▸ WHAT THE TASK REQUIRES: No line before the one holding "Locate the mustache" is to be copied; that line and all after it, through the end of the listing, are returned exactly, minus pictures.

*** DATA RECORDS ***

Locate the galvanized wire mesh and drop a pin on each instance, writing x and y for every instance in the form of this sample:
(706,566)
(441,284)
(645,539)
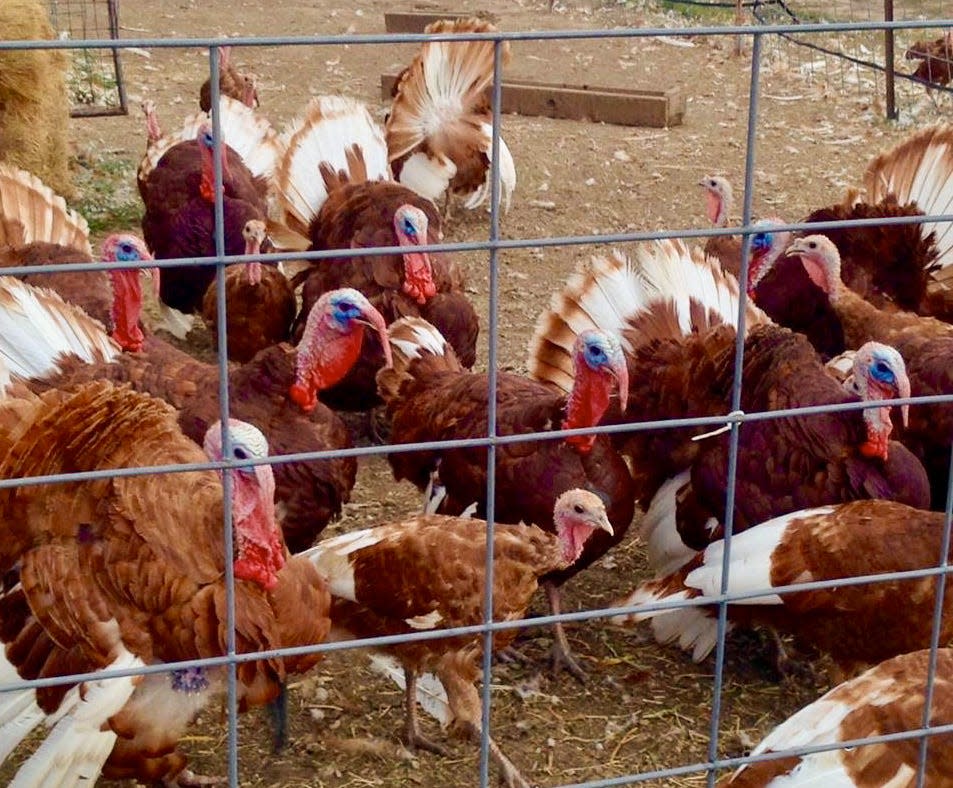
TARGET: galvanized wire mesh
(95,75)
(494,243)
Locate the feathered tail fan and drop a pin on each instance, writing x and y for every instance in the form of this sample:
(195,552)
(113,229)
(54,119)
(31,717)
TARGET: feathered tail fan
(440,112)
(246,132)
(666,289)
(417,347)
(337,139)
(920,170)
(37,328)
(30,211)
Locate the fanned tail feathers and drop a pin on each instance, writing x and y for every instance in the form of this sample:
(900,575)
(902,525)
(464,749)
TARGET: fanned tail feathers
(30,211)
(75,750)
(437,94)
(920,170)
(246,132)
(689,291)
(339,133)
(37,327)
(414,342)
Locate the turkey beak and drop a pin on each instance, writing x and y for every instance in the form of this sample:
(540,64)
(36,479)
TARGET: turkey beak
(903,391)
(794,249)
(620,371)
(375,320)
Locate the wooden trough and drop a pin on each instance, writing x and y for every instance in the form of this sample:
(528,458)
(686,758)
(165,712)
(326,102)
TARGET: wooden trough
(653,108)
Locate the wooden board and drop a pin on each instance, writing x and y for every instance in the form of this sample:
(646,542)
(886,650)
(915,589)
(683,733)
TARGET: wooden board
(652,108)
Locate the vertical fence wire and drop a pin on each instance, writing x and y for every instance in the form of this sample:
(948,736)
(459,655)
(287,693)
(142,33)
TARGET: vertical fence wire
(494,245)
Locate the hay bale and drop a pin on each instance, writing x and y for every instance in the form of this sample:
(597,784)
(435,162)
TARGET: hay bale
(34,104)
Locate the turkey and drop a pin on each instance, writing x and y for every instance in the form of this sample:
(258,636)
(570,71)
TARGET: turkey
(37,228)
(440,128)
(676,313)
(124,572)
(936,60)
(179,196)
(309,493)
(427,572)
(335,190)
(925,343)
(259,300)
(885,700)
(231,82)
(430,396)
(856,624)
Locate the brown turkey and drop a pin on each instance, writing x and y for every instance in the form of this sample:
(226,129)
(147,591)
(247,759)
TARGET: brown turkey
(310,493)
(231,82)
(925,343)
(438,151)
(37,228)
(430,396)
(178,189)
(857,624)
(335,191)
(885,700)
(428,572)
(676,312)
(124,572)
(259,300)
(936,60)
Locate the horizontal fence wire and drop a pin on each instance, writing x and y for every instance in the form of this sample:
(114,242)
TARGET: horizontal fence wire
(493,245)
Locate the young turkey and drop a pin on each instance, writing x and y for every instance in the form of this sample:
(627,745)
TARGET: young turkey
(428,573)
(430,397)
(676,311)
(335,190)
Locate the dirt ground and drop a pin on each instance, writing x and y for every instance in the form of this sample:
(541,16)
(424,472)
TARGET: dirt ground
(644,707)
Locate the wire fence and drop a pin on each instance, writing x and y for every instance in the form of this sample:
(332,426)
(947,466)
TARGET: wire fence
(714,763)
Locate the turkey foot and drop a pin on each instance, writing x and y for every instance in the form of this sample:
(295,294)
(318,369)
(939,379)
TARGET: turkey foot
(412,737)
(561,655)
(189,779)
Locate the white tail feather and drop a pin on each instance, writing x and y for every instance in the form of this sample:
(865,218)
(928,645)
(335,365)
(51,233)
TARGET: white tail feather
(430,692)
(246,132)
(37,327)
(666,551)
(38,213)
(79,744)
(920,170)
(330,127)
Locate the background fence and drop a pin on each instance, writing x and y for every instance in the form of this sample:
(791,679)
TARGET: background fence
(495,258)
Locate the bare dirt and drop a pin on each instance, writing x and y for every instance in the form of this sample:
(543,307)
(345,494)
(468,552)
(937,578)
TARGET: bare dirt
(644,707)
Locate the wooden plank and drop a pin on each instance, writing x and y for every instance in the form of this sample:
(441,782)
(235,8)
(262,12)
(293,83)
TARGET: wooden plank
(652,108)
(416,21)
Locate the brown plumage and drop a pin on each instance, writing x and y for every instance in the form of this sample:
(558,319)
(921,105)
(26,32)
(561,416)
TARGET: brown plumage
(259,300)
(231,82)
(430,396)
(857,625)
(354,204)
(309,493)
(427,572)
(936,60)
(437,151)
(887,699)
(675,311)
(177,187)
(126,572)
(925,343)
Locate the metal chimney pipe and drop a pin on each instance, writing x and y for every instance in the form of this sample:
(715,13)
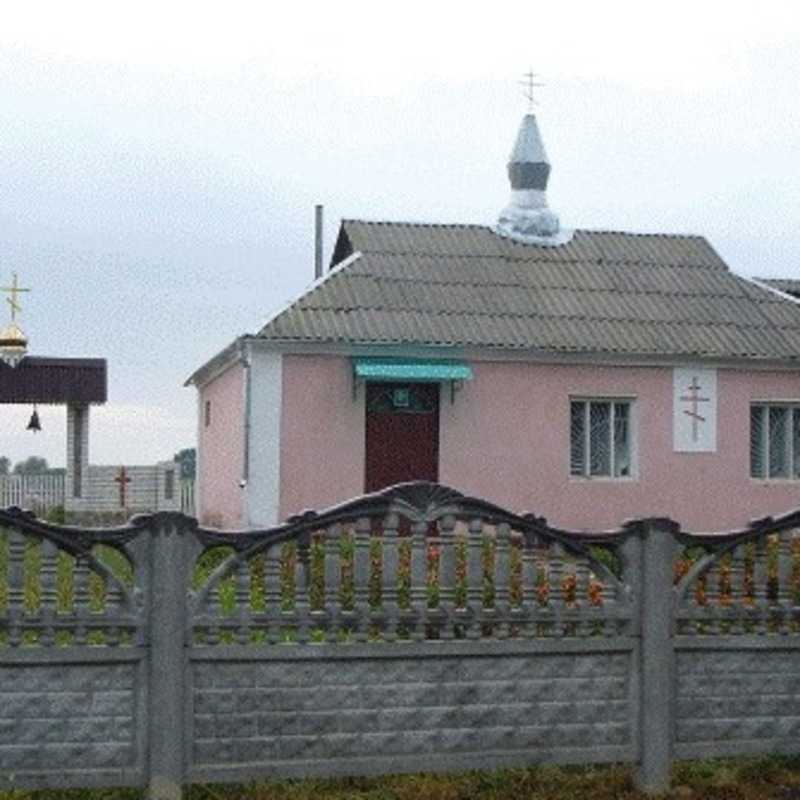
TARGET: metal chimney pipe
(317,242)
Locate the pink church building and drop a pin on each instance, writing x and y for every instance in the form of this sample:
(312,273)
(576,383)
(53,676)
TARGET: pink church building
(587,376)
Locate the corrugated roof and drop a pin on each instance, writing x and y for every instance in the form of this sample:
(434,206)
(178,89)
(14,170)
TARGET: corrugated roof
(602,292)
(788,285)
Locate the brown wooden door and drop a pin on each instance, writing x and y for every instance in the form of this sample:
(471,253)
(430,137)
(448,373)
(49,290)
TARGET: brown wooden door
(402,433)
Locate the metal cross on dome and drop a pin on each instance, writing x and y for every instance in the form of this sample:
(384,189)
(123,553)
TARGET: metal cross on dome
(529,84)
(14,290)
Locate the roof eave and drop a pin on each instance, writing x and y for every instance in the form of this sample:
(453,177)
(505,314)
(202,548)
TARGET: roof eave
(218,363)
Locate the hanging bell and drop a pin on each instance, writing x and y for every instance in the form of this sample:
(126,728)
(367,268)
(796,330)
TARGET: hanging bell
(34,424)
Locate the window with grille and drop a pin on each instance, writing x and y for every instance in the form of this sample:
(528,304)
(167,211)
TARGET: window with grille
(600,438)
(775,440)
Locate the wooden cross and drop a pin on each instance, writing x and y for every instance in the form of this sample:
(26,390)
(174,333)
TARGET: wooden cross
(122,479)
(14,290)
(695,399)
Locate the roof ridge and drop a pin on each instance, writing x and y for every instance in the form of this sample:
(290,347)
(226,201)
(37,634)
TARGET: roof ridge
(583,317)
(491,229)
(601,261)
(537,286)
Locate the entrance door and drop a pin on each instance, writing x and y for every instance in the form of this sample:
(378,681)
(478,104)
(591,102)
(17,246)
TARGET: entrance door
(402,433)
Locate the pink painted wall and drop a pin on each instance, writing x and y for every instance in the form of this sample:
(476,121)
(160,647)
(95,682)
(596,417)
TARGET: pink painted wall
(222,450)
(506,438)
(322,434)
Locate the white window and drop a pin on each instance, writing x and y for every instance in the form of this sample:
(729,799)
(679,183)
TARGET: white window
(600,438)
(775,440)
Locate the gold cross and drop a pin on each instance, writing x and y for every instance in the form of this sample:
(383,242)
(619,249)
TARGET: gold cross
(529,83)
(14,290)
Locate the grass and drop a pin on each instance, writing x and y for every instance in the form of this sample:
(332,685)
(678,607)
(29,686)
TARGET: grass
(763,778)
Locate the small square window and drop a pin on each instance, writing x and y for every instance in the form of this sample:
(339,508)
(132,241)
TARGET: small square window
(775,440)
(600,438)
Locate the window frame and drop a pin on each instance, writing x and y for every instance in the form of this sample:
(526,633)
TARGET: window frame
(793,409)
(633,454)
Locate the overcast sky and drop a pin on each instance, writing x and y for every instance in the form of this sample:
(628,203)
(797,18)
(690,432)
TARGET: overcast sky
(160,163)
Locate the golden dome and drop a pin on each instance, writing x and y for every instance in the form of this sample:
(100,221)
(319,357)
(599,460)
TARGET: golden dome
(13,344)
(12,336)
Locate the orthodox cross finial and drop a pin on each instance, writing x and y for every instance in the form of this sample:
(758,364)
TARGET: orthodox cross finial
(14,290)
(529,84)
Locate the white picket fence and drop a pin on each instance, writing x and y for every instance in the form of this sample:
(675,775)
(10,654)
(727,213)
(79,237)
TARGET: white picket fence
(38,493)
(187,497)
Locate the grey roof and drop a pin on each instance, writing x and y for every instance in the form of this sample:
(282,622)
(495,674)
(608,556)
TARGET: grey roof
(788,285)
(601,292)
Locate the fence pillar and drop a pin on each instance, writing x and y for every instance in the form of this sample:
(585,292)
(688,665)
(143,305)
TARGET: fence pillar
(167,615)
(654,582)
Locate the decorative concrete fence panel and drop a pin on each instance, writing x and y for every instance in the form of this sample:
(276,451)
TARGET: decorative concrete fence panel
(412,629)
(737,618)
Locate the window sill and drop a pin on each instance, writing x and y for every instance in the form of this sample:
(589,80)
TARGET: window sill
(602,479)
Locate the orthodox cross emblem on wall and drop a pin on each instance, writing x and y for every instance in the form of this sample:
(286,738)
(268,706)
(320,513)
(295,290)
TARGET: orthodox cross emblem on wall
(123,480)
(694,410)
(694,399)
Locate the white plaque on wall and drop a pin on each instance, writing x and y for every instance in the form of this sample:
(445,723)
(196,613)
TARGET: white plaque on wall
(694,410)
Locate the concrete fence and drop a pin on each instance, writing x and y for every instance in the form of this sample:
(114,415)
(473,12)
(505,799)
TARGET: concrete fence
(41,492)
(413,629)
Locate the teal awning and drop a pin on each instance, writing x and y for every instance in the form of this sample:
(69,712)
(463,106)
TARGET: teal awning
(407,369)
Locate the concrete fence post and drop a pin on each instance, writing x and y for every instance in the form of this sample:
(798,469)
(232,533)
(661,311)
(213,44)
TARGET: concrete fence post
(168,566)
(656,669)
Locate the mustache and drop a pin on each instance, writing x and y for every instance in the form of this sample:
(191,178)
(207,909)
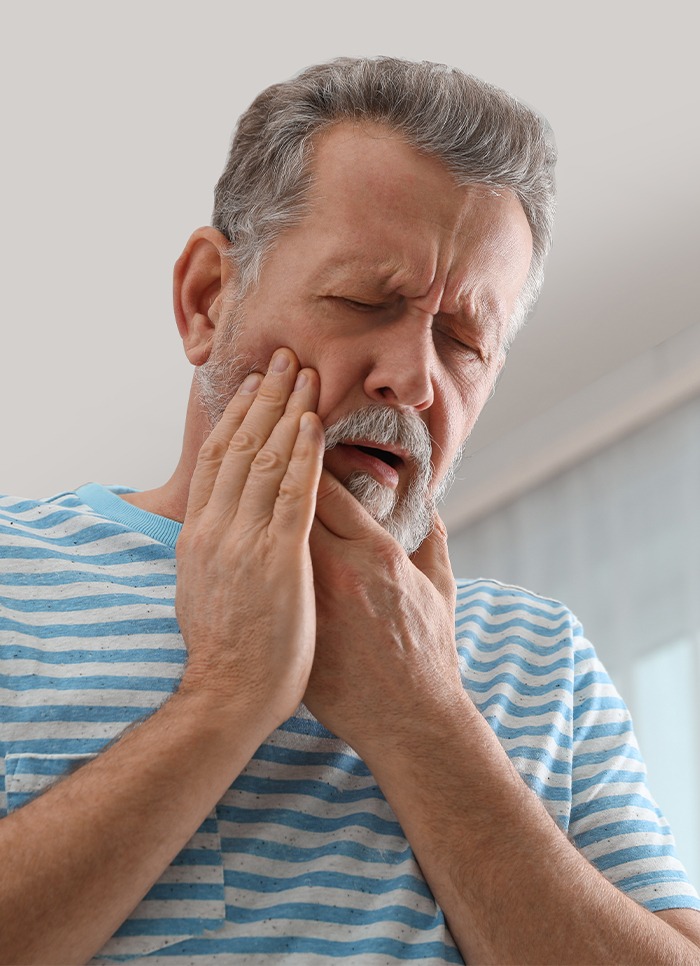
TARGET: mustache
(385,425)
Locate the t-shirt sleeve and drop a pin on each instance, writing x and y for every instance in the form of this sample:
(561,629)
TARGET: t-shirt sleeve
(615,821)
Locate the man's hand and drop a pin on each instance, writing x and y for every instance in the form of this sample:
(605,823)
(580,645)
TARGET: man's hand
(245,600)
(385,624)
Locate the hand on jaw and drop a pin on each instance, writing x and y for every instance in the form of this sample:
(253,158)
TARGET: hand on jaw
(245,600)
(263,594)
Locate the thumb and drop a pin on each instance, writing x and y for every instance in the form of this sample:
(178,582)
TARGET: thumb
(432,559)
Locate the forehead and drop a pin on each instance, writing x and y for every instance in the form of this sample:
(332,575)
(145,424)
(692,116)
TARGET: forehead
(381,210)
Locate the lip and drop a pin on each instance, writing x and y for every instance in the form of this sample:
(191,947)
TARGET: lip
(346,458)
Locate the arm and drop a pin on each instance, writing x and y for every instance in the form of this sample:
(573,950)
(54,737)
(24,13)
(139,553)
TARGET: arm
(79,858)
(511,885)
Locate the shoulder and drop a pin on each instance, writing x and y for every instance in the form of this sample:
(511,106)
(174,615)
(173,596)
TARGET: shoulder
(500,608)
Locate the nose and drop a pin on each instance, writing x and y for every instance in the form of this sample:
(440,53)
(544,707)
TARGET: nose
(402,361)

*** End of DATA RECORDS ***

▸ ANSWER TO THIS PROBLEM:
Locate the mustache and drop a pin on each instance, writing x and y for every instance in the form of this sample:
(191,178)
(207,909)
TARGET: mustache
(385,425)
Locate the t-shirt sleeve and drop a pin on each instance, writing x and y for every instance in the form of this sample:
(561,629)
TARGET: t-shirt sleeve
(615,821)
Locate the man's hand and drop a pin on each instance, writing x and y for every instance in the form of this sample:
(605,823)
(580,645)
TARGET: man's hand
(245,600)
(385,624)
Locate the hand on jaw and drop a pin on each instance, writing x and y for every instance in the form of this sample:
(253,158)
TARGET: hand on jaw
(245,600)
(263,594)
Locate the thumb and drop a pin on each instance, writing x and y for every instance in the form of this sample:
(178,582)
TARGET: thumb
(432,559)
Locate the forehead and drop a pin on each instance, writing x and y for every instance in the form of this sample:
(332,575)
(145,424)
(692,116)
TARGET: forehead
(381,210)
Locate the lip and drop a pin on each instance, writing x and y for every instance in the form of this sample:
(191,947)
TARGET: lip
(346,458)
Locate the arm and drop a pin on each instance, writing x and y for every instance in the form of this sample:
(573,950)
(54,737)
(24,13)
(139,553)
TARGET: arm
(79,858)
(511,885)
Locate the shoulder and drop a pin on each instance, writing x and y for every instance in the form of this sample:
(511,106)
(174,615)
(173,596)
TARGET: shoulder
(500,608)
Locate the nose and drop a pin on each instance, writing x and y for every instance in the form of this sample:
(440,53)
(544,707)
TARGET: nose
(402,361)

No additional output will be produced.